§ **TASK DIRECTIONS**
Gather every line in the data below that contains the word "hair".
== == ==
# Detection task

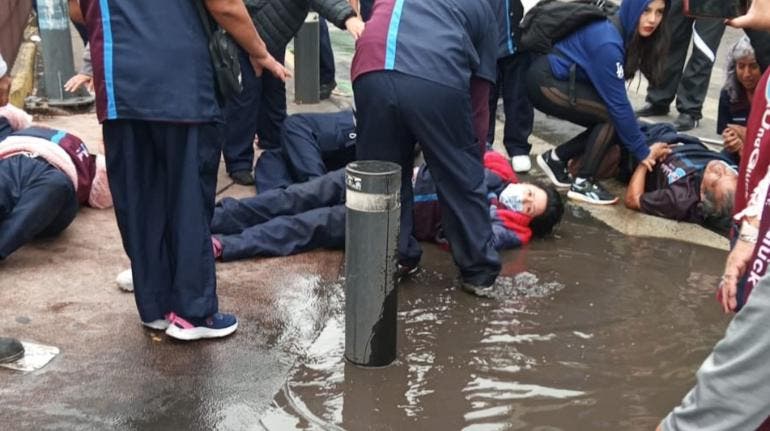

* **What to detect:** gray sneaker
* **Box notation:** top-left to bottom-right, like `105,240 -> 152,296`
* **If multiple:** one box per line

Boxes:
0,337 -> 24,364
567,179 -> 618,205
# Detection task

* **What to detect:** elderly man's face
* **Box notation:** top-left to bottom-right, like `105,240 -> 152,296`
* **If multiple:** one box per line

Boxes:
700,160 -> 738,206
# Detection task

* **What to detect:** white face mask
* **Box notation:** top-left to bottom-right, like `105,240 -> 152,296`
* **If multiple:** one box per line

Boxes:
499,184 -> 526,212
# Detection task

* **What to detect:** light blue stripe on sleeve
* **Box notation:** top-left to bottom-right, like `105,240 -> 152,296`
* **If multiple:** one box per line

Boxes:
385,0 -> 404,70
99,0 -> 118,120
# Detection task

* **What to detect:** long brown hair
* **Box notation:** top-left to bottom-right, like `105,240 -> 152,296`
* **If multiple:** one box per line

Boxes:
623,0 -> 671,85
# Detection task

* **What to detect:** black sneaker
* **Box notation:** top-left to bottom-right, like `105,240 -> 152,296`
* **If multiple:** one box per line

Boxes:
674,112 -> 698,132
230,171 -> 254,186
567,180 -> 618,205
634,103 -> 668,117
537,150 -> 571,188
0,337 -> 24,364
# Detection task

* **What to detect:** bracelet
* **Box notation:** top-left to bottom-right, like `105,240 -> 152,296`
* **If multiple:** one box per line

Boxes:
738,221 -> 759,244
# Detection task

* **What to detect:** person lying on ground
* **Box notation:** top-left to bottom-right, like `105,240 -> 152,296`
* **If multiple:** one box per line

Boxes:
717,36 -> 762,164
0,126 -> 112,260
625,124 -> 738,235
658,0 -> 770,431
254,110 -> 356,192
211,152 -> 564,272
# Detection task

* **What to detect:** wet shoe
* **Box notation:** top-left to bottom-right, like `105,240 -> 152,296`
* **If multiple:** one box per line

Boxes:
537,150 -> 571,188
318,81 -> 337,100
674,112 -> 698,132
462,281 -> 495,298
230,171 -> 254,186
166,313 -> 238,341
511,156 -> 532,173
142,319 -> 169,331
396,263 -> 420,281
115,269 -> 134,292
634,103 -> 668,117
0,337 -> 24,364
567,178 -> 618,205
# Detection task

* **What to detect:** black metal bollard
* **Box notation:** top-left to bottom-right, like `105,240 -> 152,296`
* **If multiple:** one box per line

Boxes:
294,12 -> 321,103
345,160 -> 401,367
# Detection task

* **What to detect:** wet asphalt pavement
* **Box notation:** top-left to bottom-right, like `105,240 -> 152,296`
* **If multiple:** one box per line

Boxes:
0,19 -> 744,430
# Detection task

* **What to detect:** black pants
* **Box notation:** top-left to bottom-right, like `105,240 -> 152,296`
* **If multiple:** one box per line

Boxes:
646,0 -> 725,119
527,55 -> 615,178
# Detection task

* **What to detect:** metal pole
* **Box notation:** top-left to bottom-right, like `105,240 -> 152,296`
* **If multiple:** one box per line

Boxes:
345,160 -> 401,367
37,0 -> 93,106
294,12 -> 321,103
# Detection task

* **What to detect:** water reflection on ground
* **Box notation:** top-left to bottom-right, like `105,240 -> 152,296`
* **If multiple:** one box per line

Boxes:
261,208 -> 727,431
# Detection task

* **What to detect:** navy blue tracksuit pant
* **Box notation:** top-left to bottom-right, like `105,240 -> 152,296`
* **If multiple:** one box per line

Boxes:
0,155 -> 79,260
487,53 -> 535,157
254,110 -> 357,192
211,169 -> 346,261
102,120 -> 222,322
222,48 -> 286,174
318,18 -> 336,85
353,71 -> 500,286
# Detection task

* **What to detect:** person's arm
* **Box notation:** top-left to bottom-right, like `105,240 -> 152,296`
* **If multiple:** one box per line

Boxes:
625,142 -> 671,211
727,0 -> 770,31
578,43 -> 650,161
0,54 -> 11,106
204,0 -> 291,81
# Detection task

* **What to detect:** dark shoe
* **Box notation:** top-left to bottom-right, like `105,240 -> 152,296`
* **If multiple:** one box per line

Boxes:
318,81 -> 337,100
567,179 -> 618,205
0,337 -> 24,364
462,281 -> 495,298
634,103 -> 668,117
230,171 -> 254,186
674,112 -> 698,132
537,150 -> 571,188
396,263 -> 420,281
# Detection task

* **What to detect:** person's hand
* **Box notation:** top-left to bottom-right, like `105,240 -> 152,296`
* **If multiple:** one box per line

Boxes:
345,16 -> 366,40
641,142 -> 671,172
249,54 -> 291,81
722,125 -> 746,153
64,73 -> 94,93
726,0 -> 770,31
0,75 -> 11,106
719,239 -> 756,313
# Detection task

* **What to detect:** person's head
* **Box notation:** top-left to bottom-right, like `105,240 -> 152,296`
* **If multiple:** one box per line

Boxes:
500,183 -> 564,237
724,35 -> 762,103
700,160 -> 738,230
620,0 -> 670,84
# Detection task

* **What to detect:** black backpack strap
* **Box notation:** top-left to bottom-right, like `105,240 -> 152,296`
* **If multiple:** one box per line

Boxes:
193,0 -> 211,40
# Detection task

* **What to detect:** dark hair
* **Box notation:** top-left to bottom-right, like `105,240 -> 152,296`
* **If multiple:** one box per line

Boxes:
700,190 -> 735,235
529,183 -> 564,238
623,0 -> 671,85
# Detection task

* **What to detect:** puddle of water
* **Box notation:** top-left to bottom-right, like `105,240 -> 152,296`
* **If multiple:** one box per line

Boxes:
== == ==
§ **SOLUTION TO THIS PROBLEM**
* **What to detect:** long brown hair
* **What to detect:** dark hair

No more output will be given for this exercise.